- CHALLENGE 1: Duplicate the passage on the North Korea sanctions word for word, starting with "Specifically, the sanctions" and going on through "Treasury Department said.".

╭─ SOURCE EXCERPT

Specifically, the sanctions are aimed at 16 entities and individuals that assist “already designated persons who support North Korea’s nuclear and ballistic missile programs, deal in the North Korean energy trade, facilitate its exportation of workers, and enable sanctioned North Korean entities to access the US and international financial systems,” the Treasury Department said.
“Treasury will continue to increase pressure on North Korea by targeting those who support the advancement of nuclear and ballistic missile programs and isolating them from the American financial system,” Treasury Secretary Steve Mnuchin said.
Chinese and Russian entities — including energy companies, coal and oil traders, labor exporters and facilitators of sanctions evasion — were listed as the primary targets of Tuesday’s sanctions.
Like the UN resolution passed earlier this month, the Treasury Department identified shutting down elements of North Korea’s coal trade as a priority. The coal industry generates more than $1 billion in revenue per year for Kim Jong Un’s regime, according to the US Treasury, and represents a significant part of the funding for Pyongyang’s missile and nuclear programs.

╰─
╭─ SOURCE MATERIAL

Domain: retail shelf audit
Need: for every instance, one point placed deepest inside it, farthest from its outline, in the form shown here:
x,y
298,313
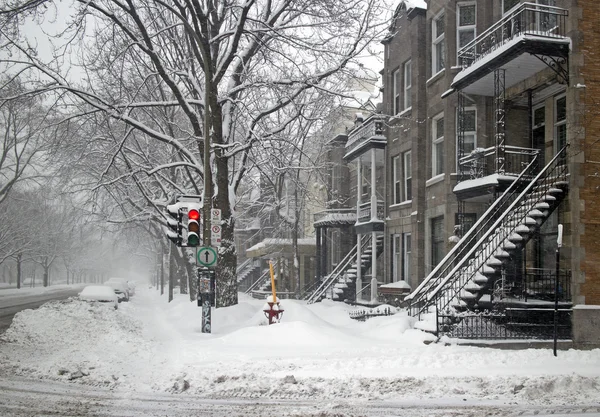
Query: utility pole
x,y
558,246
207,201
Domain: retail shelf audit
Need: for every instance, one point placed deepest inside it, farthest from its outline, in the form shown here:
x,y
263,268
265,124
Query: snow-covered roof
x,y
483,181
270,245
336,218
398,284
484,61
415,4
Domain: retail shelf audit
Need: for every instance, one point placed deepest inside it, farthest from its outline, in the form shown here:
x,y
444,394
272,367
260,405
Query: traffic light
x,y
193,226
175,224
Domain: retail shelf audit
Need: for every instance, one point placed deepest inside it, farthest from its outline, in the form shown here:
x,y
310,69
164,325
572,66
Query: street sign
x,y
215,216
207,256
215,235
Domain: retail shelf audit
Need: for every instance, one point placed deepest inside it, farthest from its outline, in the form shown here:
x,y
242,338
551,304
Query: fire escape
x,y
476,291
354,279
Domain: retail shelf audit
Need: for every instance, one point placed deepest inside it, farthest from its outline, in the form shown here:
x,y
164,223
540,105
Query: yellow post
x,y
273,282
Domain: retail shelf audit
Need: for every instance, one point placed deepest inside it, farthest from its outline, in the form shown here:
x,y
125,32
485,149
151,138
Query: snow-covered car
x,y
99,293
119,286
131,286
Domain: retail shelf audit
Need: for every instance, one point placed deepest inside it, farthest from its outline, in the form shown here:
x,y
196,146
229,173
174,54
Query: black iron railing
x,y
529,19
365,212
371,128
481,162
443,287
508,323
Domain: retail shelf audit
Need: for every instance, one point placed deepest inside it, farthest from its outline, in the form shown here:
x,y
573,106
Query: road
x,y
21,397
13,303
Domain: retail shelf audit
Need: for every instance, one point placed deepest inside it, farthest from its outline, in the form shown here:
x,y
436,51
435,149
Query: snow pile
x,y
62,339
316,352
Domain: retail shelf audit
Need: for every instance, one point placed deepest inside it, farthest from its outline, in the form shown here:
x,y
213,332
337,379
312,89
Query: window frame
x,y
396,257
396,91
397,197
437,240
436,141
406,256
558,124
407,176
465,28
467,132
407,85
505,11
435,41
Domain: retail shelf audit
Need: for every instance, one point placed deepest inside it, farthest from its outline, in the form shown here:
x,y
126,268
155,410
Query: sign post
x,y
556,286
207,257
206,296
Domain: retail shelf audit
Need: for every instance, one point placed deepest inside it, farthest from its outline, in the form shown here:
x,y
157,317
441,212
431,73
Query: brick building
x,y
489,149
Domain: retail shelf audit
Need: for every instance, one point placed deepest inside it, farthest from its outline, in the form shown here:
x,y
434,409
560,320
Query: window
x,y
438,47
397,86
407,84
437,146
406,252
560,123
464,222
470,133
366,179
508,4
407,192
466,16
546,22
397,180
396,257
437,240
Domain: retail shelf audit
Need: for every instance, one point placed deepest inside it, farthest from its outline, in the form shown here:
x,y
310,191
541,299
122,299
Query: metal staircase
x,y
340,284
476,265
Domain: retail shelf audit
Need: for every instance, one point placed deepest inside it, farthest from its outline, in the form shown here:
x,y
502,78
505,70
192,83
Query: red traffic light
x,y
194,214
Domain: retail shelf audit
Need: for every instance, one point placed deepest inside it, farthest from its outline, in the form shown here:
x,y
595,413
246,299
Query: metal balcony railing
x,y
527,19
333,215
365,215
371,128
482,162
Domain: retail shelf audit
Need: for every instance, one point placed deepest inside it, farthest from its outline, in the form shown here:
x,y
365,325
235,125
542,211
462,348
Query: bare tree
x,y
22,120
225,68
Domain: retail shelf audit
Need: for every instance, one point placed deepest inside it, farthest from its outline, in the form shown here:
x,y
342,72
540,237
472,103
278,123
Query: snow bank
x,y
316,352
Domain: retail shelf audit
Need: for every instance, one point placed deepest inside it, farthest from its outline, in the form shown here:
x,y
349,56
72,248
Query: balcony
x,y
484,170
369,135
365,215
527,40
335,217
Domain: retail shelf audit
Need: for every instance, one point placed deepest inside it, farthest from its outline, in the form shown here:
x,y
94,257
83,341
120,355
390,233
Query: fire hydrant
x,y
273,310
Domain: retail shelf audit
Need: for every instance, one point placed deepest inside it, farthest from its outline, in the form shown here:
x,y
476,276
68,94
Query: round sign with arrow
x,y
207,256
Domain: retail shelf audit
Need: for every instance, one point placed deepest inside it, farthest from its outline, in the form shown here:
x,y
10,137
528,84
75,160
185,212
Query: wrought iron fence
x,y
372,127
508,323
481,162
365,215
528,19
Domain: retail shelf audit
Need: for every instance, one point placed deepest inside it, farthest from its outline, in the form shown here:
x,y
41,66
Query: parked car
x,y
131,286
119,286
99,293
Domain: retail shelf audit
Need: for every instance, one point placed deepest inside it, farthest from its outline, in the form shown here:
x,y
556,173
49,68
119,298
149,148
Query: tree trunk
x,y
162,269
19,264
182,266
226,276
296,262
46,272
172,272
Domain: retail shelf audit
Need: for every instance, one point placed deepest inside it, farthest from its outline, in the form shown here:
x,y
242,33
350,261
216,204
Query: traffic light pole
x,y
207,201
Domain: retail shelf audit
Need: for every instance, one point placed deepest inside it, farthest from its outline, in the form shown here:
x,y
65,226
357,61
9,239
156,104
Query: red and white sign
x,y
215,235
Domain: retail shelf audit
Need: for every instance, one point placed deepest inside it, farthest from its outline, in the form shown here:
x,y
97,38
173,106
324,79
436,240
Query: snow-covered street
x,y
316,354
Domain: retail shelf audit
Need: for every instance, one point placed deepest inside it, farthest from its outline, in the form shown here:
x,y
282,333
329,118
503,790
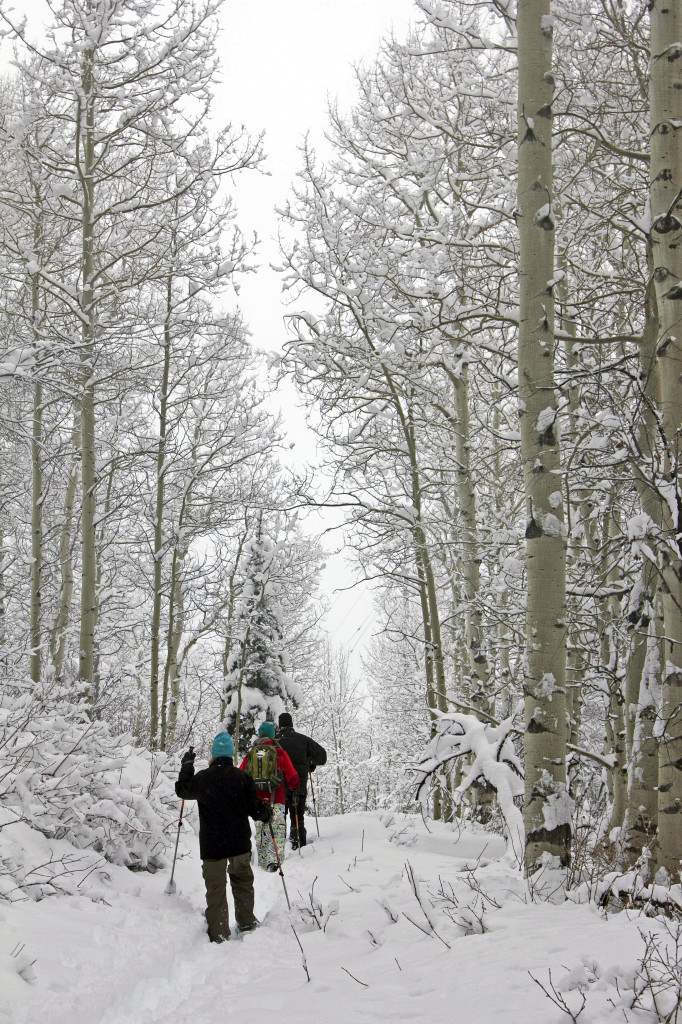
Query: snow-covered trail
x,y
143,955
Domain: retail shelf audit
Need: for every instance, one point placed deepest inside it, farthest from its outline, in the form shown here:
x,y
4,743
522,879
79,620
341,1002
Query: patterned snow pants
x,y
264,846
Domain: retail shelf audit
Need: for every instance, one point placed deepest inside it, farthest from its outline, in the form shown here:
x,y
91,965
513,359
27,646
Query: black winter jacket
x,y
303,752
226,799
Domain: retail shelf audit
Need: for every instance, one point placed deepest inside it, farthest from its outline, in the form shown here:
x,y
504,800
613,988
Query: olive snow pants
x,y
241,880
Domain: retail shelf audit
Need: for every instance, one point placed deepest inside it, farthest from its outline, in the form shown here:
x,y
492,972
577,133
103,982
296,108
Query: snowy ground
x,y
140,955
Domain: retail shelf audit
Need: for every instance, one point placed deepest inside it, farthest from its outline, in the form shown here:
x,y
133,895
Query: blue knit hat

╰─

- CHALLENGE 2: Pick out every line of the records above that contains the string "black", treating uppercase and lowercase as distinct, and copy each such line in full.

- OUTPUT 1:
Specifically, the sanctions are aimed at 16 entities and individuals that assist “already designated persons who support North Korea’s nuclear and ballistic missile programs, deal in the North Korean energy trade, facilitate its exportation of workers, and enable sanctioned North Korean entities to access the US and international financial systems,” the Treasury Department said.

- OUTPUT 2:
Query: black iron railing
Query: black winter jacket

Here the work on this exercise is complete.